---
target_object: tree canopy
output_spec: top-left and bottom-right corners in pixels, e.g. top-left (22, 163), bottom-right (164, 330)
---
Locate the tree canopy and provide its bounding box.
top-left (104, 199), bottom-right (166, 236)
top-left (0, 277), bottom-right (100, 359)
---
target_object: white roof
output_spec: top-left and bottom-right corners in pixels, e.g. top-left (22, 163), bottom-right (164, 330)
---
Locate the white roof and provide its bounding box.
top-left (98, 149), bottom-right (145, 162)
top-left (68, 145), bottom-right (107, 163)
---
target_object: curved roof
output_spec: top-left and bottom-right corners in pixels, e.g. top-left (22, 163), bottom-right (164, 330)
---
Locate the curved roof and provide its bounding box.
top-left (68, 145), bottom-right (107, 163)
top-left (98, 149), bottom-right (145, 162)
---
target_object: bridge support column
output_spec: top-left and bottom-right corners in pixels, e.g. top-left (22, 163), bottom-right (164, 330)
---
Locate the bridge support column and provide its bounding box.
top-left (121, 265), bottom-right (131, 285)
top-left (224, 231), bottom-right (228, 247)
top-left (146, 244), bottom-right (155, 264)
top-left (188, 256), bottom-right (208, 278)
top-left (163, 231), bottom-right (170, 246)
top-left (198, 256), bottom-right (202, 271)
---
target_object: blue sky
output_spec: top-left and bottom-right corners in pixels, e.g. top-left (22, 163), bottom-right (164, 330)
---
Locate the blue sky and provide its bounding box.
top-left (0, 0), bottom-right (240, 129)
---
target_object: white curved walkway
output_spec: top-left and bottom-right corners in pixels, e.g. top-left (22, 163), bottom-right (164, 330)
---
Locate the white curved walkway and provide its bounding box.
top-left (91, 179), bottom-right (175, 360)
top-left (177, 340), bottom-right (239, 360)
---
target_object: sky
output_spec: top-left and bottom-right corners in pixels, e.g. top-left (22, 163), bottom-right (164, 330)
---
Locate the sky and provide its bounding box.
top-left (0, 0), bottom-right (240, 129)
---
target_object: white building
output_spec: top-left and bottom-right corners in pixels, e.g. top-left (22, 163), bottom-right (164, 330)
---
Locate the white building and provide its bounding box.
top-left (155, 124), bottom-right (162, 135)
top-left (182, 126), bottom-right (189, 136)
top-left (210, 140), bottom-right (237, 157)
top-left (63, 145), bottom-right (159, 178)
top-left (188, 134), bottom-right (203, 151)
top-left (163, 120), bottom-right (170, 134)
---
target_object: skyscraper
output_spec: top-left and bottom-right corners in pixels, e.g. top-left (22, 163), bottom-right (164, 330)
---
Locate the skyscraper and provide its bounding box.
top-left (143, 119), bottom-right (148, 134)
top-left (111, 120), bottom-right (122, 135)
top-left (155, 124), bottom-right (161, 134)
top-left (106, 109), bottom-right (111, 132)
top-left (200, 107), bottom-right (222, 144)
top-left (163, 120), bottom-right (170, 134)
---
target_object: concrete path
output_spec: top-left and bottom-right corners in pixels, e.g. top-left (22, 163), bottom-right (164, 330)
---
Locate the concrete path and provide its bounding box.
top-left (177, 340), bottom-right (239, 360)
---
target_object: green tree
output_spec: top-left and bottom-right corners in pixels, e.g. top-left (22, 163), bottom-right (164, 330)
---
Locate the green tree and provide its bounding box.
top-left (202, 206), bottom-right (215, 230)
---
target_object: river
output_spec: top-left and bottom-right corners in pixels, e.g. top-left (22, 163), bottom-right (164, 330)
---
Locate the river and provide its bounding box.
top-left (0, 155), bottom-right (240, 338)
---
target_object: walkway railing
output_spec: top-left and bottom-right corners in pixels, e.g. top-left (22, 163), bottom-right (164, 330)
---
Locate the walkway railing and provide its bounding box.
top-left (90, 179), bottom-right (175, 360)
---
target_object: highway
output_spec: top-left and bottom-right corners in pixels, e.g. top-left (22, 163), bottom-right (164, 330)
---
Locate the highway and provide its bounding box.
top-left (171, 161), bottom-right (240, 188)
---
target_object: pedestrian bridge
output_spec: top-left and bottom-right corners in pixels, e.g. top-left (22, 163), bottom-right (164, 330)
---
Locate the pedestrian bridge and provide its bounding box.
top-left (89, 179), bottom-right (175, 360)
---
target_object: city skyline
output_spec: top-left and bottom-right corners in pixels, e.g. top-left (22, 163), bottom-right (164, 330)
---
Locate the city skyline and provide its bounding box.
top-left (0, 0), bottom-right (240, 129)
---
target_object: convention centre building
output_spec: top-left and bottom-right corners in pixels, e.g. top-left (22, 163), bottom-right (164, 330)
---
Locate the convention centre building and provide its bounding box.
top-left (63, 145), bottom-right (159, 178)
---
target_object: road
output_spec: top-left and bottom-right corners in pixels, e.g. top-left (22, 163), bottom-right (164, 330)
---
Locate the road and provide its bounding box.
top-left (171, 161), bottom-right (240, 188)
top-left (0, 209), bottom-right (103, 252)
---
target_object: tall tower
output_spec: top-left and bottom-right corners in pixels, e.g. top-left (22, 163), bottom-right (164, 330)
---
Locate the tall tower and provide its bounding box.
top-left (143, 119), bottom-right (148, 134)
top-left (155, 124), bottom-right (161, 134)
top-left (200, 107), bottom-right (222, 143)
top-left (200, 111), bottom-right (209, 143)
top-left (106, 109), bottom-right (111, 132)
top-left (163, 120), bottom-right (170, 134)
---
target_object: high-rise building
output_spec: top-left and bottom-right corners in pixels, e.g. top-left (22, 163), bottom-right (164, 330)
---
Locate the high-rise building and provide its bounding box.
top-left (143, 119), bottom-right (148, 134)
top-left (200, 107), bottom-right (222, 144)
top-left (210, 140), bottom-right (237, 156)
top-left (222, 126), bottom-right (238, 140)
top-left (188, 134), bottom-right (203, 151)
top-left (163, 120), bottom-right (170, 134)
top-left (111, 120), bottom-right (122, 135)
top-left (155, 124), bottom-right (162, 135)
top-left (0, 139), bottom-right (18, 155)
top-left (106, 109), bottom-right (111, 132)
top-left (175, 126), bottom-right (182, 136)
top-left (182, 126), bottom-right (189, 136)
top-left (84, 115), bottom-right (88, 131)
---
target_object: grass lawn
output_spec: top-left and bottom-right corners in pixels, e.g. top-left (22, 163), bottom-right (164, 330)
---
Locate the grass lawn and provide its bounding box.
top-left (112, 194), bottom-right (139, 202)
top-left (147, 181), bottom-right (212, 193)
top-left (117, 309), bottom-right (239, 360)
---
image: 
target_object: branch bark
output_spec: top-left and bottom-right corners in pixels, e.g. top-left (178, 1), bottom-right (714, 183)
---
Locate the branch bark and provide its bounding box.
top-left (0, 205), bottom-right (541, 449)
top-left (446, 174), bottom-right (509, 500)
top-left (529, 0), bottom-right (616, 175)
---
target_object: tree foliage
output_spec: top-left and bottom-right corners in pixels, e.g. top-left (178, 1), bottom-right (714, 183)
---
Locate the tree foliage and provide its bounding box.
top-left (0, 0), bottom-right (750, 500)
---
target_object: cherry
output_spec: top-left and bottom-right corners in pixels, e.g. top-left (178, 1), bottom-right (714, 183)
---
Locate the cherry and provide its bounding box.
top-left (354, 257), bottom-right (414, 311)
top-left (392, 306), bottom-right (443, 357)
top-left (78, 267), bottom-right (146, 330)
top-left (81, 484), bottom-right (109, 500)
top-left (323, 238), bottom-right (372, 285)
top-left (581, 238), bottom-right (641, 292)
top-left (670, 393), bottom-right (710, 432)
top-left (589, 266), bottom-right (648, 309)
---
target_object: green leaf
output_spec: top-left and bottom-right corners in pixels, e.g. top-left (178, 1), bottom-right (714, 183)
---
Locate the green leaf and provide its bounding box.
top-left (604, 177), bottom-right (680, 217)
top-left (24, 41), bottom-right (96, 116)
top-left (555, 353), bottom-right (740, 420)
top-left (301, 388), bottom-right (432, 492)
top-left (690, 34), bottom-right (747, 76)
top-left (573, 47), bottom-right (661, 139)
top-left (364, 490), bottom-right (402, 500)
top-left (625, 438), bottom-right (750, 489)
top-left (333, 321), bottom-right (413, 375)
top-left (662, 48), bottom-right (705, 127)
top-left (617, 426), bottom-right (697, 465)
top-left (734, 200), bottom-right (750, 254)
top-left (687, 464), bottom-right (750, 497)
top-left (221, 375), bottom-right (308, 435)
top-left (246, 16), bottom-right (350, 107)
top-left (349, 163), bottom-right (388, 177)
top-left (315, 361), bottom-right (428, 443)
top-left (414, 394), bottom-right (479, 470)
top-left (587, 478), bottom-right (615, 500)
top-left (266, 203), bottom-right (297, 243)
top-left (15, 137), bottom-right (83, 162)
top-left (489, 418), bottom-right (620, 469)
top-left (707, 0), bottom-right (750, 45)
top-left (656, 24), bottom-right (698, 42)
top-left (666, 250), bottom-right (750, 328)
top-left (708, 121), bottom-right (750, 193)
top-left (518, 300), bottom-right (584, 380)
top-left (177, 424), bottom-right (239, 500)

========================================================================

■ EXERCISE
Filter the records above, copying out each line that contains the string "tree".

■ SOLUTION TO THIS EXERCISE
target_object: tree canopy
Locate the tree canopy and provide its bounding box.
target_object: green tree
Locate the green tree and provide its bounding box.
target_object: tree foliage
Locate the tree foliage and provide its bounding box.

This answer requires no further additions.